» **Task description**
Each line from the start of the data below through the one containing "Draw the outline of every instance of the reflection of tree" must be reproduced exactly.

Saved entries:
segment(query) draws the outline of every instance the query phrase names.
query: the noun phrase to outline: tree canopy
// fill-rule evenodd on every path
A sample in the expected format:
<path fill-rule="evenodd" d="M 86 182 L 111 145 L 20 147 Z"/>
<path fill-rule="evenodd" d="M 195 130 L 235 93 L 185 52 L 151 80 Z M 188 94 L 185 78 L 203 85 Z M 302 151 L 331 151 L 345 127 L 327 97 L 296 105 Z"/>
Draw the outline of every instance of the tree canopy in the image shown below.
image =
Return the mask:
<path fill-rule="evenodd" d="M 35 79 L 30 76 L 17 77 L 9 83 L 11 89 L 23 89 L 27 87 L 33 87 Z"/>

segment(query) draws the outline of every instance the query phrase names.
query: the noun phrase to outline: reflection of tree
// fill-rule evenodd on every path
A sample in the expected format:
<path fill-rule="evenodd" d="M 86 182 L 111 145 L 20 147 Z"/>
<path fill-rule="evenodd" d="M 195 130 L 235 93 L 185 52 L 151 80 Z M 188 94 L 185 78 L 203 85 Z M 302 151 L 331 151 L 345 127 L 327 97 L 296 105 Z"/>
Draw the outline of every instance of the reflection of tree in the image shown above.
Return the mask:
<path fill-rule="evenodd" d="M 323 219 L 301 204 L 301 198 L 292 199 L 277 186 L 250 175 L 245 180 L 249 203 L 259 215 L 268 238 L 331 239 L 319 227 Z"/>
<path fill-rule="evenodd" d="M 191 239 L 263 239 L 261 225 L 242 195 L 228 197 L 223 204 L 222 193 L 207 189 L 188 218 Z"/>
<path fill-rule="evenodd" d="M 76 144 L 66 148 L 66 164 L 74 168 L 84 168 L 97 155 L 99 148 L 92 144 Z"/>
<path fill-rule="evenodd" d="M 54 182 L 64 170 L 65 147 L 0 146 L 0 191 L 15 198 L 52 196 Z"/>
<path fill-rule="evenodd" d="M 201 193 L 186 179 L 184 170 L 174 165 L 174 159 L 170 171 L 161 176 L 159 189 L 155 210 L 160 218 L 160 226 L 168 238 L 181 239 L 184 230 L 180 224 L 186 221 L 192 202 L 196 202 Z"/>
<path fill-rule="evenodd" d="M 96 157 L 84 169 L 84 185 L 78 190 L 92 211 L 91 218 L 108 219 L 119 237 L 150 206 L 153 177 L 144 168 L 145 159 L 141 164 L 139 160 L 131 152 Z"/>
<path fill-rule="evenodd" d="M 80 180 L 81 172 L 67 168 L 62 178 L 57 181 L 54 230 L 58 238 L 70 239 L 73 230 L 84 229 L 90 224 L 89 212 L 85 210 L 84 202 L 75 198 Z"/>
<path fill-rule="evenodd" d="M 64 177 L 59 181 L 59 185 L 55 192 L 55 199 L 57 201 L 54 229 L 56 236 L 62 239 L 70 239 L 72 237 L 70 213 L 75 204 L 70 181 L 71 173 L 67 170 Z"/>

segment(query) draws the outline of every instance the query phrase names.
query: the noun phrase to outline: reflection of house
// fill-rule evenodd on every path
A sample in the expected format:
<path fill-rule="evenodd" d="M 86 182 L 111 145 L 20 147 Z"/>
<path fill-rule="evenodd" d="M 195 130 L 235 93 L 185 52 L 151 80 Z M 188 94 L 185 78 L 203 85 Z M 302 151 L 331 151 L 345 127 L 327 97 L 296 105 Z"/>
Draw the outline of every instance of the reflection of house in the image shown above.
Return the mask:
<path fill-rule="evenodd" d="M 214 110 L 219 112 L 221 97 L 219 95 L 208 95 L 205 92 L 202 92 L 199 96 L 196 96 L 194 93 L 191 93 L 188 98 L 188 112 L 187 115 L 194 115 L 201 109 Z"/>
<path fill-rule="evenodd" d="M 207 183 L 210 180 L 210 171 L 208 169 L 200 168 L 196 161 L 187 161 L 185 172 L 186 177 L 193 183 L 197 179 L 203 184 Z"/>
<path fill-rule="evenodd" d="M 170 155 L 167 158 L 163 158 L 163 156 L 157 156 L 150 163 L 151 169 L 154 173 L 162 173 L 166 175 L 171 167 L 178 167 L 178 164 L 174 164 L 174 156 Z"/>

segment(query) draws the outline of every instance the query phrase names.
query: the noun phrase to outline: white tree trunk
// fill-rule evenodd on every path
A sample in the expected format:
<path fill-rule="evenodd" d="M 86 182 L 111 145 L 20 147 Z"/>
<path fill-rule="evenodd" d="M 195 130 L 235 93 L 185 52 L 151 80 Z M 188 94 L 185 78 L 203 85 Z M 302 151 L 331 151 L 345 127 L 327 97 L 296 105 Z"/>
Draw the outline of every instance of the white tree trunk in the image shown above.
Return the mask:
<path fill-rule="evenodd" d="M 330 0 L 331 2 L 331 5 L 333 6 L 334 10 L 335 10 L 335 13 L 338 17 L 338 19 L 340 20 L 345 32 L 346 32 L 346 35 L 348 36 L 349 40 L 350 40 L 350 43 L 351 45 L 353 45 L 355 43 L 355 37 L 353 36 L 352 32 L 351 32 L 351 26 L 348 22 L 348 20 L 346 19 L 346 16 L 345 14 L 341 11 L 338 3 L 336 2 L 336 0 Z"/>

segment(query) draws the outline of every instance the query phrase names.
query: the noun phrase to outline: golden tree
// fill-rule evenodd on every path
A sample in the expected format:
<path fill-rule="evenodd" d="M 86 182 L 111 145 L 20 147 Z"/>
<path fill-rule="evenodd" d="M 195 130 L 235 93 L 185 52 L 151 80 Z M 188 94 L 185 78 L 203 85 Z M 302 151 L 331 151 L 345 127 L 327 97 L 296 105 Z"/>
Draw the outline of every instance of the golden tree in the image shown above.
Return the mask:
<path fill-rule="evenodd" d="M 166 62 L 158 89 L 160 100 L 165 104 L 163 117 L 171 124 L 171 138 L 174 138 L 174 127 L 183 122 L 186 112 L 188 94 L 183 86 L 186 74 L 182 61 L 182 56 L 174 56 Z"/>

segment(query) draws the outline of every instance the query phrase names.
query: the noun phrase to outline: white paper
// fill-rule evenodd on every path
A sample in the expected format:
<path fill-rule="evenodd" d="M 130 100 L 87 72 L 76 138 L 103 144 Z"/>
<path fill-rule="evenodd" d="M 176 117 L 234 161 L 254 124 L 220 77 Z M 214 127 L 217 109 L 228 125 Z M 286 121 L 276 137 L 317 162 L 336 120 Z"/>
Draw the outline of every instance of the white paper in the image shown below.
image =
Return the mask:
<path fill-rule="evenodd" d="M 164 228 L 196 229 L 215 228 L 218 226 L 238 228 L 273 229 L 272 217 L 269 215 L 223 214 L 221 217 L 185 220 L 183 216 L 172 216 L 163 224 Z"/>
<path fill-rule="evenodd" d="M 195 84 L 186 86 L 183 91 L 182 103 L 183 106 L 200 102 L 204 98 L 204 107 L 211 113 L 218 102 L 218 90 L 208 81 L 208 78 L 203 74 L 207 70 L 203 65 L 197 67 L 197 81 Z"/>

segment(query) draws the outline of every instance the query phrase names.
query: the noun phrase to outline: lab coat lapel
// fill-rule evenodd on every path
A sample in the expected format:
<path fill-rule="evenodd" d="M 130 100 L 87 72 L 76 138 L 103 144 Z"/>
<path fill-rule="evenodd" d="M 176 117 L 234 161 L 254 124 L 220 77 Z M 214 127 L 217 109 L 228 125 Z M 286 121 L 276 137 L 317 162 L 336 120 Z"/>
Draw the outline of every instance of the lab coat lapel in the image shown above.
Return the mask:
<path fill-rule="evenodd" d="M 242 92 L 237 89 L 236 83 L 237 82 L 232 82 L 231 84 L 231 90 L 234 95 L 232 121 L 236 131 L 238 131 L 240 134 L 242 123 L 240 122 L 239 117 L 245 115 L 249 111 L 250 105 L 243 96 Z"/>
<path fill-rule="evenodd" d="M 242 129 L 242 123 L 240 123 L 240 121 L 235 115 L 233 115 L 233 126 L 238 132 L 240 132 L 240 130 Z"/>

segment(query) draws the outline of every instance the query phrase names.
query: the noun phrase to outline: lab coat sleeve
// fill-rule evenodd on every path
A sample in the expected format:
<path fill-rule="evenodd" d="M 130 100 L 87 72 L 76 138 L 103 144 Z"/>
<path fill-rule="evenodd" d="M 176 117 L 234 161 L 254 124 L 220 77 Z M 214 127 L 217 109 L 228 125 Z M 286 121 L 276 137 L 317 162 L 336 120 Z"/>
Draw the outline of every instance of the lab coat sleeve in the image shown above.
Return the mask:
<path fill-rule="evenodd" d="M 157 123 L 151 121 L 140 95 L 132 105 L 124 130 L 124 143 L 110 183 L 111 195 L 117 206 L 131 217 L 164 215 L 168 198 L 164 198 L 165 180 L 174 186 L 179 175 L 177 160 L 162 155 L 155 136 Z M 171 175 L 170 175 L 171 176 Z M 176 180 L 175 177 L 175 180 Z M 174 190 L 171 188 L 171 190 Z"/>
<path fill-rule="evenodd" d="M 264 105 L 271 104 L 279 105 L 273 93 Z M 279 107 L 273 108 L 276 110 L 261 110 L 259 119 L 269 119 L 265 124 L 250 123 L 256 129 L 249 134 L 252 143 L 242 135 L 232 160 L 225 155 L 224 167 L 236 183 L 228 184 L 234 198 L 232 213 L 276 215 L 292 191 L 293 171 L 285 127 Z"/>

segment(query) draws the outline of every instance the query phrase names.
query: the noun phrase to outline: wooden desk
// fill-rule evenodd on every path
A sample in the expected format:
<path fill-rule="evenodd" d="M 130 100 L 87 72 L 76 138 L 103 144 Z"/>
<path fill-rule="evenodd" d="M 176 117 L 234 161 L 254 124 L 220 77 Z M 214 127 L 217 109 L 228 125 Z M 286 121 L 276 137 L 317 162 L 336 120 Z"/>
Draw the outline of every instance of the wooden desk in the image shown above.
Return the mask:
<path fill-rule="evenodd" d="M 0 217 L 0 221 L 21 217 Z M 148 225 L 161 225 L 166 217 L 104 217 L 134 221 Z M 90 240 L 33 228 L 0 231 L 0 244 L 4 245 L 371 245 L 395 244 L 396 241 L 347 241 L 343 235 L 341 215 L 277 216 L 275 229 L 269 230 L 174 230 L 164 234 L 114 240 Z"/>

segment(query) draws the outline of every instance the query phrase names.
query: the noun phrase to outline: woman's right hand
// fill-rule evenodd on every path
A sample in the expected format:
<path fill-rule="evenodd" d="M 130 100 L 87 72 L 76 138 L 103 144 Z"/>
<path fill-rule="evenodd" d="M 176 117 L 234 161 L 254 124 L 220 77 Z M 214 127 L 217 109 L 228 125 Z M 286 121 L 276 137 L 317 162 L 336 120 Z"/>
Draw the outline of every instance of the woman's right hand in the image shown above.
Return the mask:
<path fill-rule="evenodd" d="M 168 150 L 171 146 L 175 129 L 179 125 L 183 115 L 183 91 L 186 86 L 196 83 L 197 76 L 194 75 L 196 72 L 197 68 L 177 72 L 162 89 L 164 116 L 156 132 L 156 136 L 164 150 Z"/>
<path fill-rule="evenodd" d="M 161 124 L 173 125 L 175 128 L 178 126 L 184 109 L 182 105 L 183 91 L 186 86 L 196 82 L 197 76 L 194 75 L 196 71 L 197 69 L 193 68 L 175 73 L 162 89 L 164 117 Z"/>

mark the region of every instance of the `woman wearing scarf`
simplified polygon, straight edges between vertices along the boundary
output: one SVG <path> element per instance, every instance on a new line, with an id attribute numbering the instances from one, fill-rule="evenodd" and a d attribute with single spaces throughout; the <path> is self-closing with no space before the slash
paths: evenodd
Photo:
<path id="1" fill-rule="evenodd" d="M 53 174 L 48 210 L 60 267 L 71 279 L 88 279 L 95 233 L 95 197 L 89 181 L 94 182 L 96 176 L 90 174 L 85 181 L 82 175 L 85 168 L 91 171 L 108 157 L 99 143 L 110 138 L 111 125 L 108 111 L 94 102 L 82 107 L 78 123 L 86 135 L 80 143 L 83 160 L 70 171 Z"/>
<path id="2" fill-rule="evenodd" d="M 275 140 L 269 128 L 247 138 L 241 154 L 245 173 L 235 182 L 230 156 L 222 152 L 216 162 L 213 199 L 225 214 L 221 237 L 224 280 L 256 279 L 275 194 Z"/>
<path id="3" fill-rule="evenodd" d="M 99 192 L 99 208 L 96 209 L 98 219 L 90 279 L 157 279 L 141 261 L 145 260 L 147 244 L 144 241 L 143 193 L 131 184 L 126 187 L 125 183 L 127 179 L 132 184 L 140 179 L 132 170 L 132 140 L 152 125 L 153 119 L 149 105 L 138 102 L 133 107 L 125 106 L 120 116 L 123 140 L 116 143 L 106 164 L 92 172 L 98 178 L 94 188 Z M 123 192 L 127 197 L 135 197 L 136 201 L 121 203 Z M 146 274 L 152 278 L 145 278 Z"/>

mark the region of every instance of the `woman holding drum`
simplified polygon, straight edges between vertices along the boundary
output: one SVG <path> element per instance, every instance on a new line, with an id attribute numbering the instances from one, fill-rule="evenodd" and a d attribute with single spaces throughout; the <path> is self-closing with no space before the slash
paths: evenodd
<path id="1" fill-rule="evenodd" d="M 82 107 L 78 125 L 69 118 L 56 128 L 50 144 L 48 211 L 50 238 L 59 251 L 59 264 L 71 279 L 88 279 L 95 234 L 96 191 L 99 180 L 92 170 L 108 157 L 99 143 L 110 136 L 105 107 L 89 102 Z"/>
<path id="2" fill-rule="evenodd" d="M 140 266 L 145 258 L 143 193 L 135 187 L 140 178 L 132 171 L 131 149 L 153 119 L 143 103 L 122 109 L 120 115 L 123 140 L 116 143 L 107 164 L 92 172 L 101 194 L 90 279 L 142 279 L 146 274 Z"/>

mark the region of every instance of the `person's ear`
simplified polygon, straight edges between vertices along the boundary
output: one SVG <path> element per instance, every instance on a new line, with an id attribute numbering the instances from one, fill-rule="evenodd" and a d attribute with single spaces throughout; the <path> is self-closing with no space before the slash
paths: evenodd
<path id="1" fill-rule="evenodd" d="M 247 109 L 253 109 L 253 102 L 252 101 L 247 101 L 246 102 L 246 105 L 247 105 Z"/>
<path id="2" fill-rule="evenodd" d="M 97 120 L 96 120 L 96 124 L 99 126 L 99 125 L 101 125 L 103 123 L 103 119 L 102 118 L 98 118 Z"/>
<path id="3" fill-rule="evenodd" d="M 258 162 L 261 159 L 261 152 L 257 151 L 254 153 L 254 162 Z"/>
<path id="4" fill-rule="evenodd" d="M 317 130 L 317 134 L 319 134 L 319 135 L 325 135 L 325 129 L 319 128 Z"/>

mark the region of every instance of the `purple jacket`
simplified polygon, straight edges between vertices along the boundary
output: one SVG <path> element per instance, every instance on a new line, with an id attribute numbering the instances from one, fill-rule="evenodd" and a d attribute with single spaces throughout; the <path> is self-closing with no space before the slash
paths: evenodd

» **Reply**
segment(query) draws the outline of every instance the query phrase names.
query: the noun phrase to outline: tree canopy
// fill-rule evenodd on every path
A sample in the expected format:
<path fill-rule="evenodd" d="M 86 182 L 111 145 L 20 147 Z"/>
<path fill-rule="evenodd" d="M 195 130 L 235 93 L 185 52 L 151 80 Z M 188 94 L 185 78 L 203 85 Z M 302 151 L 331 151 L 345 127 L 327 97 L 296 105 Z"/>
Draw the outline of every instance of the tree canopy in the image shown below.
image =
Return the mask:
<path fill-rule="evenodd" d="M 35 79 L 30 76 L 17 77 L 9 83 L 11 89 L 23 89 L 27 87 L 33 87 Z"/>

segment(query) draws the outline of every instance the query phrase names.
query: the noun phrase to outline: reflection of tree
// fill-rule evenodd on every path
A sample in the expected format:
<path fill-rule="evenodd" d="M 86 182 L 111 145 L 20 147 Z"/>
<path fill-rule="evenodd" d="M 195 130 L 235 93 L 185 52 L 151 80 Z M 188 94 L 185 78 L 203 85 Z M 302 151 L 331 151 L 345 127 L 327 97 L 296 105 Z"/>
Draw the outline of every instance of the reflection of tree in the image shown above.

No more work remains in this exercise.